▸ **DOCUMENT PASSAGE**:
Sibling DNA testing is designed to determine whether two or more individuals share a biological parent or parents and results in confirming full siblingship, half siblingship or the absence of any biological relationship. It is currently the most accurate and reliable method for confirming or negating this biological relation, made even more attractive by modern at-home testing options and their budget-friendly prices.
So, if you’re thinking about performing this test but aren’t quite sure about the accuracy levels of the entire process, read this post and find out more about the science behind sibling DNA testing and its overall reliability.
Right off the bat, we’ll deal with the exact numbers when it comes to the accuracy of sibling DNA testing. Of course, different companies offer different testing solutions, use different testing methods, feature more or less modern processing labs, and have different professional teams, which all has its impact on the overall reliability of the test. The most prominent providers on the market feature testing options with a 99.99% reliability when they confirm a biological relationship and 100% when they exclude it.
It all comes down to determining the so-called siblingship index by inspecting a certain number of genetic markers and comparing them between the test subjects. Naturally, the more genetic markers tested by your provider of choice, the more genetic material will be compared, yielding results with a higher accuracy coefficient. Renowned companies usually check around 10 markers or more. Still, we have to be aware that sibling DNA testing deals with percentages of likelihood, not solid absolutes. This is why you’ll never see a respected company claiming 100% accuracy for any of its relationship DNA tests. Consequentially, if you’re siblingship index is greater than 1.00, the likelihood of full (true) or half siblingship is extremely high. If it’s lower than that, however, that likelihood goes in the other direction.

▸ **DATA EXCERPTS**:
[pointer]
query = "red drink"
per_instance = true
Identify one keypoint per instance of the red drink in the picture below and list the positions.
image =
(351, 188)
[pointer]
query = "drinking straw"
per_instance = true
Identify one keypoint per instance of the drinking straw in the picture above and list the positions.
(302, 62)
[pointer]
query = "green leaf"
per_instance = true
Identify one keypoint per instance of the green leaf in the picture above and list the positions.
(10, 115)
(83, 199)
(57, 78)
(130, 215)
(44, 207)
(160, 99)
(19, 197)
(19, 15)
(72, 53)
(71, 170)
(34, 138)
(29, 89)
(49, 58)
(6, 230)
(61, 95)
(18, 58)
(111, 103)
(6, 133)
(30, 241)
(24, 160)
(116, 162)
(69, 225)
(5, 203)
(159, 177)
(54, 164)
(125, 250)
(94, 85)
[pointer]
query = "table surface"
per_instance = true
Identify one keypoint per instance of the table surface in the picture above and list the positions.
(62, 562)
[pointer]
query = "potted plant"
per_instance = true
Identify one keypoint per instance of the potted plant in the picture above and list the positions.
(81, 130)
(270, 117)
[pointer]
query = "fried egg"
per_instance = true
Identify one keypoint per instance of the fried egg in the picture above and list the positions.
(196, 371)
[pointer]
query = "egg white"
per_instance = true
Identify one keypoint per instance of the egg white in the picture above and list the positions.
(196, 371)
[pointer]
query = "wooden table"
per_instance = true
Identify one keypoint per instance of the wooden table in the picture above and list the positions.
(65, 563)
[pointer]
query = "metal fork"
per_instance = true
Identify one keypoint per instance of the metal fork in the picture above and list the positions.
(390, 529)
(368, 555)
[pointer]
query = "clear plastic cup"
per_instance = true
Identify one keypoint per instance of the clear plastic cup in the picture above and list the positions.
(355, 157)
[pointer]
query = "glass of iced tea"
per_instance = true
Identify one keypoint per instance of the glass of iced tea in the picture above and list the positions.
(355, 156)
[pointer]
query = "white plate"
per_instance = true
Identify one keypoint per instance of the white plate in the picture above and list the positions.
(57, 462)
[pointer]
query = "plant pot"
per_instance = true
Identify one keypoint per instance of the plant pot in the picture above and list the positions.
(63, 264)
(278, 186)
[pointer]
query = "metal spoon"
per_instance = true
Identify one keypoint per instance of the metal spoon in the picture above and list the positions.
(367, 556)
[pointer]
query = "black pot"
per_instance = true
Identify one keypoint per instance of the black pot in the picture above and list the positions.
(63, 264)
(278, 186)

▸ **BRIEF 1**: From the sibling DNA testing passage, set down the text from "Sibling DNA testing is" up to and including "its overall reliability.".
▸ **BRIEF 2**: Explain in one to three sentences why, according to the sibling DNA testing passage, testing more genetic markers gives results with a higher accuracy coefficient.

▸ **TASK RESULT 1**:
Sibling DNA testing is designed to determine whether two or more individuals share a biological parent or parents and results in confirming full siblingship, half siblingship or the absence of any biological relationship. It is currently the most accurate and reliable method for confirming or negating this biological relation, made even more attractive by modern at-home testing options and their budget-friendly prices.
So, if you’re thinking about performing this test but aren’t quite sure about the accuracy levels of the entire process, read this post and find out more about the science behind sibling DNA testing and its overall reliability.

▸ **TASK RESULT 2**: When a provider tests more genetic markers, more genetic material is compared between the test subjects. That larger comparison yields results with a higher accuracy coefficient.